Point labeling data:
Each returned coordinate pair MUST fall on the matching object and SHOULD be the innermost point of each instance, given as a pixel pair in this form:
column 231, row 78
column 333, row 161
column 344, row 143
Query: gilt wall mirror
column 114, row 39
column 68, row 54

→ **AIM OF THE TASK**:
Change "innermost" to "central" throughout the data above, then give the lines again with nothing else altered.

→ **REPLY**:
Each returned coordinate pair MUST fall on the matching object and SHOULD be the central point of each instance, given as a pixel pair in this form:
column 231, row 78
column 333, row 161
column 344, row 143
Query: gilt wall mirror
column 114, row 39
column 68, row 54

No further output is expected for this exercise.